Document segment:
(begin)
This language heist may prove to be the keystone of our undoing. Two decades of this kind of “progress” in India have created a vast middle class punch-drunk on sudden wealth and the sudden respect that comes with it – and a much, much vaster, desperate underclass. Tens of millions of people have been dispossessed and displaced from their land by floods, droughts and desertification caused by indiscriminate environmental engineering – the massive infrastructural projects, dams, mines and Special Economic Zones. All of them promoted in the name of the poor, but really meant to service the rising demands of the new aristocracy.
The battle for land lies at the heart of the “development” debate. Before he became India’s finance minister, P Chidambaram was Enron’s lawyer and member of the board of directors of Vedanta, a multinational mining corporation that is currently devastating the Niyamgiri Hills in Orissa. Perhaps his career graph informed his world-view. Or maybe it’s the other way around. In an interview a year ago, he said that his vision was to get 85 per cent of India’s population to live in cities. Realising this “vision” would require social engineering on an unimaginable scale. It would mean inducing, or forcing, about 500 million people to migrate from the countryside into cities. That process is well under way and is quickly turning India into a police state in which people who refuse to surrender their land are being made to do so at gunpoint. Perhaps this is what makes it so easy for P Chidambaram to move so seamlessly from being finance minister to being home minister. The portfolios are separated only by an osmotic membrane. Underlying this nightmare masquerading as “vision” is the plan to free up vast tracts of land and all of India’s natural resources, leaving them ripe for corporate plunder.
(end)
Material for this task:
(begin)
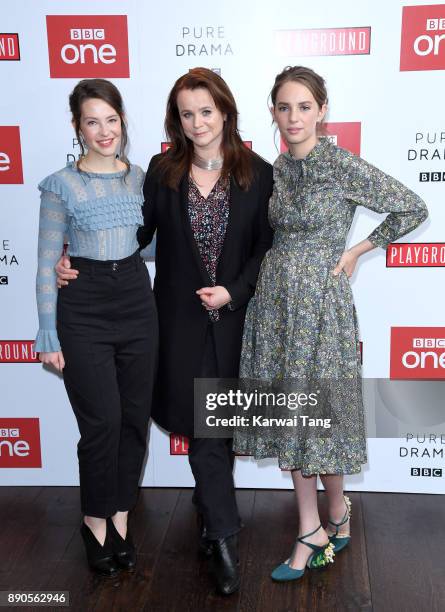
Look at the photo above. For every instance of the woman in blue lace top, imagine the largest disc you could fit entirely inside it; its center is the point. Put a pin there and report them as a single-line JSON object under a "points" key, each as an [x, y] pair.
{"points": [[101, 331]]}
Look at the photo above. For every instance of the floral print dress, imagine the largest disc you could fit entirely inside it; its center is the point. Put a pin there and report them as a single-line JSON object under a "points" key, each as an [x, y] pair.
{"points": [[301, 324]]}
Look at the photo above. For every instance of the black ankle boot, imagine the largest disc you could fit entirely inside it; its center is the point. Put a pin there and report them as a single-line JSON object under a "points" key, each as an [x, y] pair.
{"points": [[123, 550], [225, 564], [100, 558], [205, 545]]}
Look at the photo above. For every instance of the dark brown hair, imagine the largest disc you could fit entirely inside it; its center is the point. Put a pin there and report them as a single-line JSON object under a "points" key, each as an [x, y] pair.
{"points": [[177, 161], [313, 81], [100, 89]]}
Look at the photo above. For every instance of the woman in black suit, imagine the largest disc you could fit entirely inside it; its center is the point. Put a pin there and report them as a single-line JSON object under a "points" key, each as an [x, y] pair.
{"points": [[206, 198]]}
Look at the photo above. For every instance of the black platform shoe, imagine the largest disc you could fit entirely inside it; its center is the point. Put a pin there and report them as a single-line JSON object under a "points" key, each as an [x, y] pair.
{"points": [[205, 545], [225, 564], [100, 558], [123, 550]]}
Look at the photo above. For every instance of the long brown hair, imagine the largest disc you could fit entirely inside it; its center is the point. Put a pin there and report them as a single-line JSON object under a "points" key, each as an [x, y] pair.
{"points": [[103, 90], [306, 76], [177, 161]]}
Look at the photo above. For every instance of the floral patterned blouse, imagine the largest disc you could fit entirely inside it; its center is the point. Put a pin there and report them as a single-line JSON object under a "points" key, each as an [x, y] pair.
{"points": [[208, 218]]}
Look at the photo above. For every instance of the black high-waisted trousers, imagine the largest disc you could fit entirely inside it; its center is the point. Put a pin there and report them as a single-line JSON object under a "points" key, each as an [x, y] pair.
{"points": [[108, 330]]}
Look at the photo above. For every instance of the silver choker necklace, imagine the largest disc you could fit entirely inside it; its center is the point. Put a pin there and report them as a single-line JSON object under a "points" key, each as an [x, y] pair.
{"points": [[208, 164]]}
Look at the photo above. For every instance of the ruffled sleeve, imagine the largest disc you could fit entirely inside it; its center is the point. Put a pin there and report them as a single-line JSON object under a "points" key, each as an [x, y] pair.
{"points": [[370, 187], [53, 225]]}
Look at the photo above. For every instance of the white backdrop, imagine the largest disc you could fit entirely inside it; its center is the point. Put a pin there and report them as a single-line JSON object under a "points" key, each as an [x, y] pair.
{"points": [[393, 98]]}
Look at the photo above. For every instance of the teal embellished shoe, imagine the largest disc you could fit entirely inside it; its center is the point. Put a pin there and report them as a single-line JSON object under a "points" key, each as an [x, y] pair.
{"points": [[341, 540], [321, 556]]}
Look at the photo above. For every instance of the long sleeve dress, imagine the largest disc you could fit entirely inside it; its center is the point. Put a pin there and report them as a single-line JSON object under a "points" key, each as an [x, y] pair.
{"points": [[301, 324]]}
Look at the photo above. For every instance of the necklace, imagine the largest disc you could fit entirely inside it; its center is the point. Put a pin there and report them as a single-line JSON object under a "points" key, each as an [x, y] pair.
{"points": [[208, 164]]}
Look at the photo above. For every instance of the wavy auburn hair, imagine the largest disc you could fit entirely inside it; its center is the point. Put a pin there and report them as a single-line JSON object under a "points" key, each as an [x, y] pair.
{"points": [[177, 160]]}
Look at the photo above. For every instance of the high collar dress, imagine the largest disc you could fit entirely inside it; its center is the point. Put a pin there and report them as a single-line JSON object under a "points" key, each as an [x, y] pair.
{"points": [[301, 332]]}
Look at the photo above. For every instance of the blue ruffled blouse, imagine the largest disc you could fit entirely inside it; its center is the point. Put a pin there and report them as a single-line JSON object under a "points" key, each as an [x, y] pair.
{"points": [[97, 214]]}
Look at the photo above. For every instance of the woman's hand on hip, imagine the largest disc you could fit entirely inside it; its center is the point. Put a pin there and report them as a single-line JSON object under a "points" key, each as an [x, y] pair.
{"points": [[55, 359], [213, 298], [64, 271], [346, 263]]}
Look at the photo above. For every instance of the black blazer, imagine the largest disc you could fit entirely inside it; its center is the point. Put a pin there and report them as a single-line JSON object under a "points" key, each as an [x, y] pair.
{"points": [[180, 272]]}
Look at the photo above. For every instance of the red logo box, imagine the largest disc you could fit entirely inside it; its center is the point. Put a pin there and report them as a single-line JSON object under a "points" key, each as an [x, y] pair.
{"points": [[417, 352], [325, 41], [423, 38], [179, 445], [9, 47], [11, 170], [20, 443], [17, 351], [87, 46], [346, 135], [415, 255]]}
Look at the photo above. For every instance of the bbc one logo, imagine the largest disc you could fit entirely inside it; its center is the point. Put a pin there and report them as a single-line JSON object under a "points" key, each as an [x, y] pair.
{"points": [[429, 472], [417, 353], [324, 41], [423, 38], [11, 171], [87, 46], [346, 135], [20, 443]]}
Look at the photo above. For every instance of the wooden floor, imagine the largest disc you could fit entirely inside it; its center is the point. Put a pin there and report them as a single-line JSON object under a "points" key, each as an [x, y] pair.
{"points": [[396, 561]]}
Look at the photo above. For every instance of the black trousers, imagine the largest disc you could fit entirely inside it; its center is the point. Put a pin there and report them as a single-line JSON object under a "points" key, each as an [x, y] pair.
{"points": [[211, 460], [108, 330]]}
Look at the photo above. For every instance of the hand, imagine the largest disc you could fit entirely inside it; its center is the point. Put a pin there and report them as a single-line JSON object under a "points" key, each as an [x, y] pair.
{"points": [[55, 359], [213, 298], [64, 272], [346, 264]]}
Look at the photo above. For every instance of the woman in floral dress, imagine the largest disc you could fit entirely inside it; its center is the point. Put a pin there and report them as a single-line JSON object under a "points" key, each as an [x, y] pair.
{"points": [[301, 324]]}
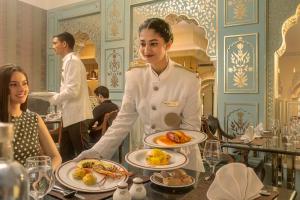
(end)
Required tasks:
1. Report how many lines of the rows contain the string "silver", treating uppercase and lowercase as different. Give only the number.
2. Write the next part of the passage on land and development in India, starting after its final sentence.

Task-by-task outputs:
1. 1

2.
Already forests, mountains and water systems are being ravaged by marauding multinational corporations, backed by a state that has lost its moorings and is committing what can only be called “ecocide”. In eastern India, bauxite and iron ore mining is destroying whole ecosystems, turning fertile land into desert. In the Himalayas, hundreds of high dams are being planned, the consequences of which can only be catastrophic. In the plains, embankments built along rivers, ostensibly to control floods, have led to rising riverbeds, causing even more flooding, more waterlogging, more salinisation of agricultural land and the destruction of livelihoods of millions of people. Most of India’s holy rivers, including the Ganga and the Yamuna, have been turned into unholy drains that carry more sewage and industrial effluent than water. Hardly a single river runs its course and meets the ocean.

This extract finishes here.